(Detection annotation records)

▬▬▬

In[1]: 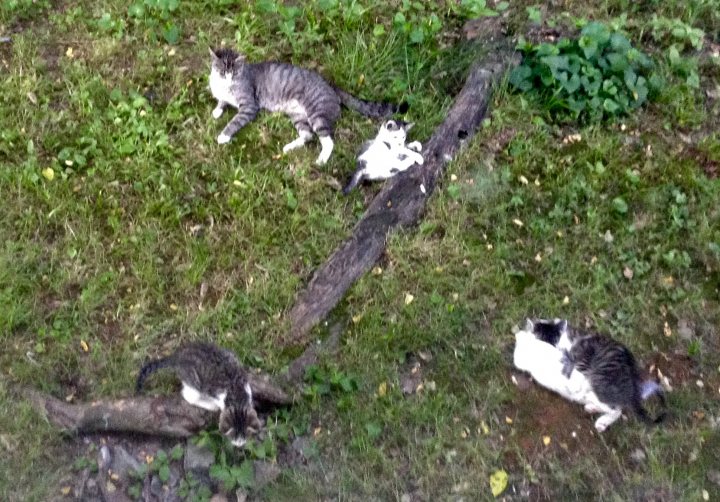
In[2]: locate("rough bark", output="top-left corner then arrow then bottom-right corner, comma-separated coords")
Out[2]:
288,49 -> 517,344
20,375 -> 292,437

▬▬▬

▸ Set task
Copy out the listing line for line, leaving the pictures out.

▸ Correct output
In[1]: 
In[2]: locate("rough bark", output="top-left corner then arrow then bottom-right corner, comma-separated coords")
Out[2]:
288,49 -> 517,344
20,375 -> 292,437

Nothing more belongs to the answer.